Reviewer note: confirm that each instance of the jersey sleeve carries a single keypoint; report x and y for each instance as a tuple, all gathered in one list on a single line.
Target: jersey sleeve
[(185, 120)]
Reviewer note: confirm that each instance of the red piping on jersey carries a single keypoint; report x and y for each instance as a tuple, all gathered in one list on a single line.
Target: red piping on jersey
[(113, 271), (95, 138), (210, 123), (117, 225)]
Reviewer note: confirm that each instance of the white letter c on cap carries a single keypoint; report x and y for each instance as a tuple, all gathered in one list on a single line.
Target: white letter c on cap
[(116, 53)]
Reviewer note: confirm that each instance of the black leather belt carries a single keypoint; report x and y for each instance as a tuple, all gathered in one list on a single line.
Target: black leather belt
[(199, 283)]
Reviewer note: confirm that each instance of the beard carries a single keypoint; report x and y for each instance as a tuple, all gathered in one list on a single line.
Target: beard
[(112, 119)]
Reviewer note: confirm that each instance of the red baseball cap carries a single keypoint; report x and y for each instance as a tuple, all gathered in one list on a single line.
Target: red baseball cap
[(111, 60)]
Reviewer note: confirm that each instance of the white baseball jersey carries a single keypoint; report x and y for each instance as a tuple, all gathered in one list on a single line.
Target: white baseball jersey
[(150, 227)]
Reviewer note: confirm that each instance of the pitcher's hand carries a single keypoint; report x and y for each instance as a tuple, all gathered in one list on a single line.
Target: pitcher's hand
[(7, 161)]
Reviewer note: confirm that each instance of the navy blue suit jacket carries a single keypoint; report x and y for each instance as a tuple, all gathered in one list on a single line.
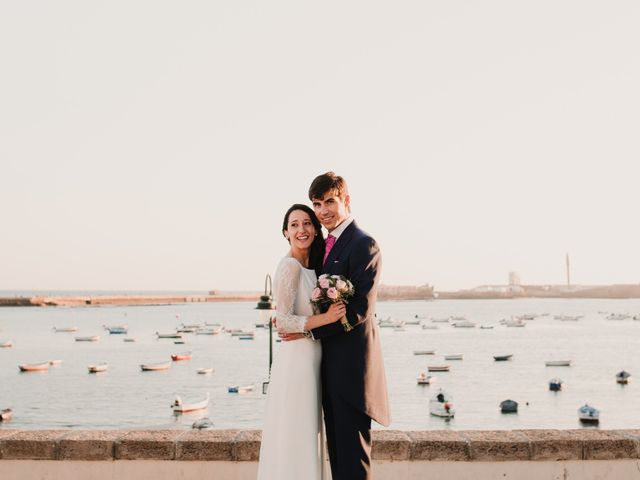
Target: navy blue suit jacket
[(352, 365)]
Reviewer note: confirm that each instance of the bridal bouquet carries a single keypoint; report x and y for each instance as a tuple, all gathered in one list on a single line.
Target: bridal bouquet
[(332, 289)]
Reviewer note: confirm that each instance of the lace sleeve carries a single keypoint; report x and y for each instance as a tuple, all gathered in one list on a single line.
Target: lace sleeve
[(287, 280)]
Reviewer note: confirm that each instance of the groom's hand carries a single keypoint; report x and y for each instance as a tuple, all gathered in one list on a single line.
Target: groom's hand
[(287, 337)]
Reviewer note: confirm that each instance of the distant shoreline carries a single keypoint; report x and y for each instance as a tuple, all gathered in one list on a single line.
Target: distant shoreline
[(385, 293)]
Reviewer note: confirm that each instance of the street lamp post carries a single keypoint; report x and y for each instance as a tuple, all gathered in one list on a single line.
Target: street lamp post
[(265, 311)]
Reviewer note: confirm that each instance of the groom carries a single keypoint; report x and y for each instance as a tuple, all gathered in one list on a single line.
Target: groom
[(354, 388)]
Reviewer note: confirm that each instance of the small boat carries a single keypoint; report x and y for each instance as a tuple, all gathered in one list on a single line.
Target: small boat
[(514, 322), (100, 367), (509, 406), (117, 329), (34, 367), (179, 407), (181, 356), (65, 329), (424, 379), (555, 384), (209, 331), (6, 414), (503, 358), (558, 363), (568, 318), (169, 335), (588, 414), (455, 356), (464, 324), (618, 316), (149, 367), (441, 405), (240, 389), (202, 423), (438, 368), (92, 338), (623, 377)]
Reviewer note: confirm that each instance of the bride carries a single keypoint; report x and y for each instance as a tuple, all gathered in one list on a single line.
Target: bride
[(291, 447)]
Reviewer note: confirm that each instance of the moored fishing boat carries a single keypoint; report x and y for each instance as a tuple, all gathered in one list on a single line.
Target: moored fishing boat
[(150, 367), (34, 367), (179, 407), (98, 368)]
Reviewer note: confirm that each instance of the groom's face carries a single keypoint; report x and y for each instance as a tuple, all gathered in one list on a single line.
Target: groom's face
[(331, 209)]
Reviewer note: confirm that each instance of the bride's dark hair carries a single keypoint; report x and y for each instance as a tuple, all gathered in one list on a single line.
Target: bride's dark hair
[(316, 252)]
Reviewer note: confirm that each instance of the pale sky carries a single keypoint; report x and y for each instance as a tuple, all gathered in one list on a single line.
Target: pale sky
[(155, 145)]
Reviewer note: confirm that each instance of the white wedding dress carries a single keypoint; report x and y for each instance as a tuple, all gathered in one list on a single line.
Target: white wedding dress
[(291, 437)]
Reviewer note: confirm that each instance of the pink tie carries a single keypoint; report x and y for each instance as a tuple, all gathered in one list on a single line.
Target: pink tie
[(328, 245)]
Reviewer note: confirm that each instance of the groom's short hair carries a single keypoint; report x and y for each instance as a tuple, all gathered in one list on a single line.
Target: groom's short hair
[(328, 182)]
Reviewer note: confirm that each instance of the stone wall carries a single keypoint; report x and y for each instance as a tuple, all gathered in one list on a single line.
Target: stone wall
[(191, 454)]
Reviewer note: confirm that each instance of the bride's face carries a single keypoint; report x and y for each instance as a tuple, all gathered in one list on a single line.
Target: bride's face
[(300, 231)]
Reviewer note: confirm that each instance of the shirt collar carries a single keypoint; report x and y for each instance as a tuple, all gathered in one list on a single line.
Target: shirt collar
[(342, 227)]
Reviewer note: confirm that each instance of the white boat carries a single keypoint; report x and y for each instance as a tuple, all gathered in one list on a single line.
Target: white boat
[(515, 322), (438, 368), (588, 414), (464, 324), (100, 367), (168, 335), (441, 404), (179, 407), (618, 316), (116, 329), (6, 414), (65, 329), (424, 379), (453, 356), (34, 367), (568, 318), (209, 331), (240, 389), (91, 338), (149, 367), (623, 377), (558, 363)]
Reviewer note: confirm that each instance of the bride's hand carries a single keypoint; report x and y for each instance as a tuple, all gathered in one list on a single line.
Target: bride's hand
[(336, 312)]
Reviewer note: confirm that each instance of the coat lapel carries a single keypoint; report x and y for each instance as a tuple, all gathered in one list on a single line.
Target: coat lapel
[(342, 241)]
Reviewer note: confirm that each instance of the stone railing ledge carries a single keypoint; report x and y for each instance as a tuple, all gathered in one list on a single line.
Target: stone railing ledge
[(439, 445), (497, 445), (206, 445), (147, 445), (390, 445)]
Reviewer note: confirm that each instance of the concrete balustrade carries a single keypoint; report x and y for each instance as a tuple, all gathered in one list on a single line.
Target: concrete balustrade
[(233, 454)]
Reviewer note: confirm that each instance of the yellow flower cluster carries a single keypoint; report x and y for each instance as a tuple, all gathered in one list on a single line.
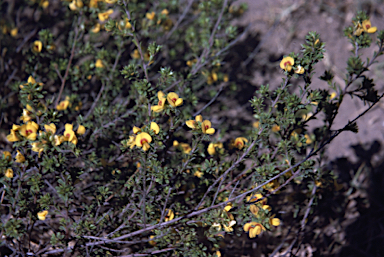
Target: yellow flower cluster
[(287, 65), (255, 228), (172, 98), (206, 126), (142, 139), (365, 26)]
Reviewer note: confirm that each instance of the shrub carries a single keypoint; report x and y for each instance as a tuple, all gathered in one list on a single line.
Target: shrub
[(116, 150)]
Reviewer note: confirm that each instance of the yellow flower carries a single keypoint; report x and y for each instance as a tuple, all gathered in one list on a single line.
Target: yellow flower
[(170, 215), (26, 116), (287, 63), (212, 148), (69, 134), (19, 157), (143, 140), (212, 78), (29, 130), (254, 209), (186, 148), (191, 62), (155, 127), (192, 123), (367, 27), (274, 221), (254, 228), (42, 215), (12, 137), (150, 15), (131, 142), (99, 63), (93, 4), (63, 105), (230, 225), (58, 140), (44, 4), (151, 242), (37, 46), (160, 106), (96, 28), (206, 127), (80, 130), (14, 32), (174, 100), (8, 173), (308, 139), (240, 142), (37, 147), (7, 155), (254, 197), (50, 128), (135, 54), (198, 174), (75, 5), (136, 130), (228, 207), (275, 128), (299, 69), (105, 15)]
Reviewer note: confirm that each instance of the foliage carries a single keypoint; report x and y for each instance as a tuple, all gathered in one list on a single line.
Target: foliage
==========
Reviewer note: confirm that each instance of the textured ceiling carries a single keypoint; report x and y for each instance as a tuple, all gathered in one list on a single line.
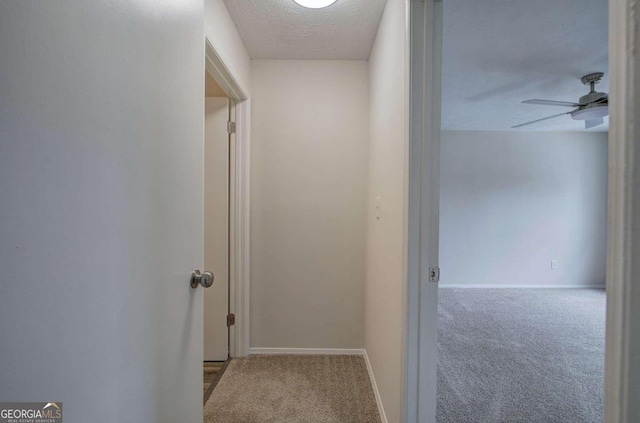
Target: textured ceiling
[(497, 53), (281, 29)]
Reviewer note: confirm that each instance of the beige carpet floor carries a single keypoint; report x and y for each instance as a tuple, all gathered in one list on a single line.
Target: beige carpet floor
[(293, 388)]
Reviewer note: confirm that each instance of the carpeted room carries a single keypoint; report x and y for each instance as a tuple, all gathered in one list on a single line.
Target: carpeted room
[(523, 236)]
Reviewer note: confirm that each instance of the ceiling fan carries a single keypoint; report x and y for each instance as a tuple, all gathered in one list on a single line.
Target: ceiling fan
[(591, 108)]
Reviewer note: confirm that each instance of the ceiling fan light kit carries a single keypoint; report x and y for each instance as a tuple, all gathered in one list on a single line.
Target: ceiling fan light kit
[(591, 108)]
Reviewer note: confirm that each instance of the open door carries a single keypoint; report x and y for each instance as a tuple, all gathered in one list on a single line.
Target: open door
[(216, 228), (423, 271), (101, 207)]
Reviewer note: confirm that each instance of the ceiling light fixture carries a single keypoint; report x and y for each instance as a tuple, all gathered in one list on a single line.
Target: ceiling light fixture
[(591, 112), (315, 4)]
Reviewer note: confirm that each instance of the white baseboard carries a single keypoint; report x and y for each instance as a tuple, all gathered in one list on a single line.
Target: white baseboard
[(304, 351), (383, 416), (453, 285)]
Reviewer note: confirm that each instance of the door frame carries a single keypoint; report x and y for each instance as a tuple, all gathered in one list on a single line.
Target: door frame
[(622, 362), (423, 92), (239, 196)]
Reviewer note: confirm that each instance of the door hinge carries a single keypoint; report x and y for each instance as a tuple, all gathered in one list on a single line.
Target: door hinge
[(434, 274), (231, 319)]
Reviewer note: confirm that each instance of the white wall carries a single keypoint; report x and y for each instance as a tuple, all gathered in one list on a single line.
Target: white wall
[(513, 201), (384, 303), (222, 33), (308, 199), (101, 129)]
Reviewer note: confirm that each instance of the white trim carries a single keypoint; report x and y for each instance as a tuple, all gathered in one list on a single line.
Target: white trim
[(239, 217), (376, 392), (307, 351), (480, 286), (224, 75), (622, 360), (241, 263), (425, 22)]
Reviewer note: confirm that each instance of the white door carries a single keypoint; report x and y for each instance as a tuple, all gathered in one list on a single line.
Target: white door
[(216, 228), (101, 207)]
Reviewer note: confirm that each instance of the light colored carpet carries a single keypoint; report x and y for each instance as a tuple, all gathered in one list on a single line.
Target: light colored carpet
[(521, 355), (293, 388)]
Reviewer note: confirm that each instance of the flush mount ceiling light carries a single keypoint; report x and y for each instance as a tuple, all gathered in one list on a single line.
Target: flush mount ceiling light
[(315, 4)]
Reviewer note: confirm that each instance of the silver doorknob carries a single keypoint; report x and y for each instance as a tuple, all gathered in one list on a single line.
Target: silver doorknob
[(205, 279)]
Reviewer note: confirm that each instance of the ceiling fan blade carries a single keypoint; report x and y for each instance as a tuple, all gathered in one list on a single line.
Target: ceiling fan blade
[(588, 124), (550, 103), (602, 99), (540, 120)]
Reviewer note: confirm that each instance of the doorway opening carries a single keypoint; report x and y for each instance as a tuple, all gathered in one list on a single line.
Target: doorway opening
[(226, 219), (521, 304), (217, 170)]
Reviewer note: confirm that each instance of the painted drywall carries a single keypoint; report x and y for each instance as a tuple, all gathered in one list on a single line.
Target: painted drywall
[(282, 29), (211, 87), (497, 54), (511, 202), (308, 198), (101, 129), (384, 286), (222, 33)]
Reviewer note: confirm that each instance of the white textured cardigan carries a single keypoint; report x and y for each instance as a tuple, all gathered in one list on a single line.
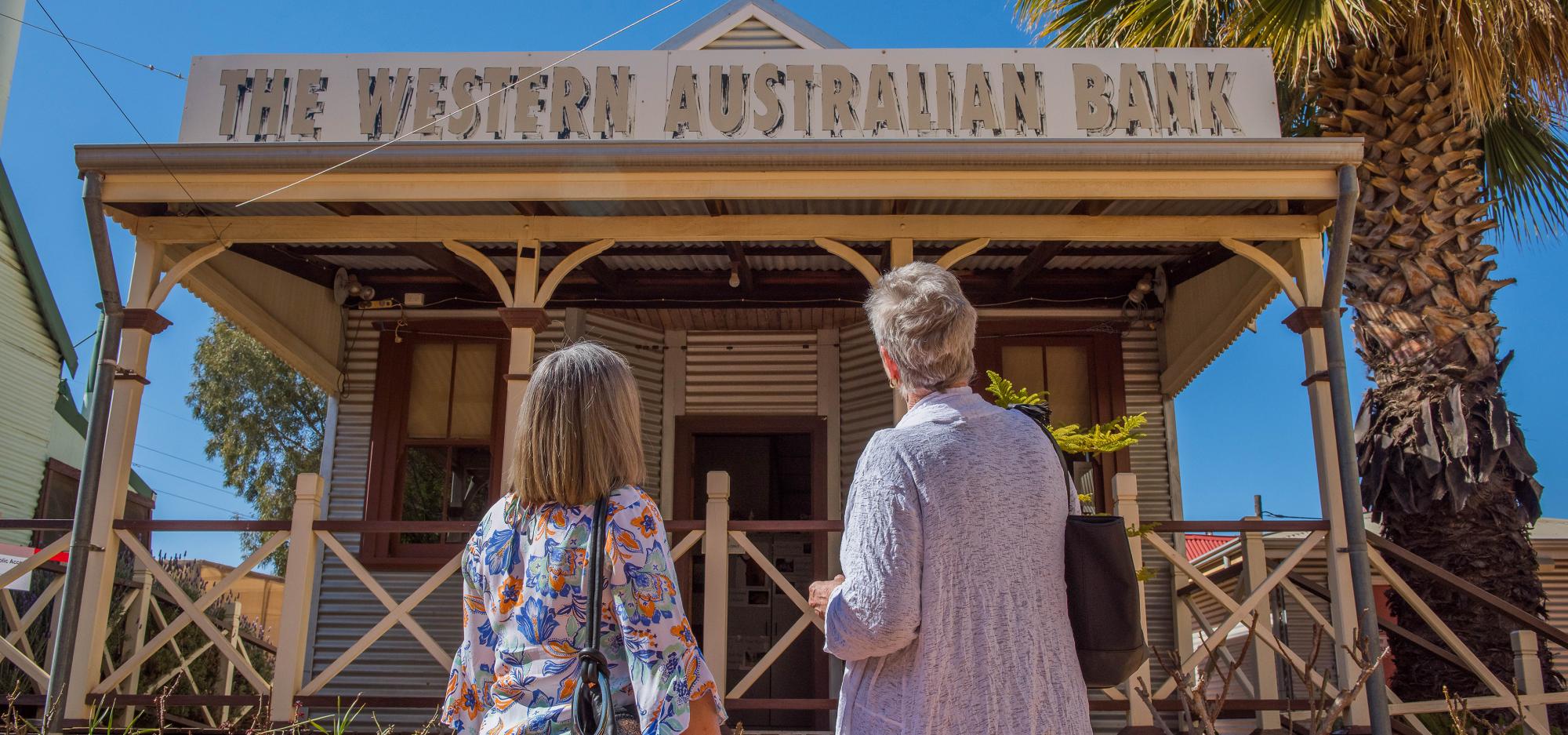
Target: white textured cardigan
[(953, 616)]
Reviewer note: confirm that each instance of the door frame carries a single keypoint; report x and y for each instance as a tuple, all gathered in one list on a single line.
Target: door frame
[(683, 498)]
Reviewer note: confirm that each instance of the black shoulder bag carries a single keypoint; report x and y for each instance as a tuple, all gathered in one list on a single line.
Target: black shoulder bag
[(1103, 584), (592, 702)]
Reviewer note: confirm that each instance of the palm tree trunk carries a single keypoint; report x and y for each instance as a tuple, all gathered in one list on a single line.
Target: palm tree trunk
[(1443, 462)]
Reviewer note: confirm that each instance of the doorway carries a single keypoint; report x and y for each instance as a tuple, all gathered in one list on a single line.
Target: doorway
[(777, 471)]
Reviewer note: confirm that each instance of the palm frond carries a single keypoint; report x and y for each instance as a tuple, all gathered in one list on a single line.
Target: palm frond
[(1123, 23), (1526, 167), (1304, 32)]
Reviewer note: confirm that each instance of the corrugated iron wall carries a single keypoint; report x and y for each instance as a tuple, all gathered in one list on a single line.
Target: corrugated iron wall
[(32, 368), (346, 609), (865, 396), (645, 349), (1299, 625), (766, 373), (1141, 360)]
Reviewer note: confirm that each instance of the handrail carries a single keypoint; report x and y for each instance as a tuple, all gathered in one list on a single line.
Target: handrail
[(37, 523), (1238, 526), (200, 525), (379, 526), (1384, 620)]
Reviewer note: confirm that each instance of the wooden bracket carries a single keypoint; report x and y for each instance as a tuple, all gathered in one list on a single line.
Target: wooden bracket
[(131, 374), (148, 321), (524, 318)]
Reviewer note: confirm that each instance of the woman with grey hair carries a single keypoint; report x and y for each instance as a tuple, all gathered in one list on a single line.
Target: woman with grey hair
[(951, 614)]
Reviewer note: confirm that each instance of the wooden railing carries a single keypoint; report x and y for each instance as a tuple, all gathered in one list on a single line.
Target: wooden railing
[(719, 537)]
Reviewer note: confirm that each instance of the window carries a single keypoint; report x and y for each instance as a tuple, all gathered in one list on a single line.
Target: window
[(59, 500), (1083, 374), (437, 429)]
==========
TASK ->
Put the lines above into a numbered list, starting at the line that contains "Reviewer note: confirm that each instance of the black leather" and stopping after the line that contains "[(111, 60)]". Leave out any blank lines.

RESULT OF THIS TASK ->
1. Reviewer note: confirm that each instance of the black leather belt carries a single keypoint; report x and y for each instance as a tuple, all gathered in one list on a single line.
2. Target: black leather belt
3. [(199, 283)]
4. Reviewer note: confirm that each instance of the beard carries a single keypoint; report x and y for each instance as a tuple, all gathered in one list on a single line.
5. Target: beard
6. [(112, 119)]
7. Reviewer note: confirm that each instance of the red baseball cap carries a single keypoint; report x and y for each instance as a tuple, all gathered in one list on a single line.
8. Target: red baseball cap
9. [(111, 60)]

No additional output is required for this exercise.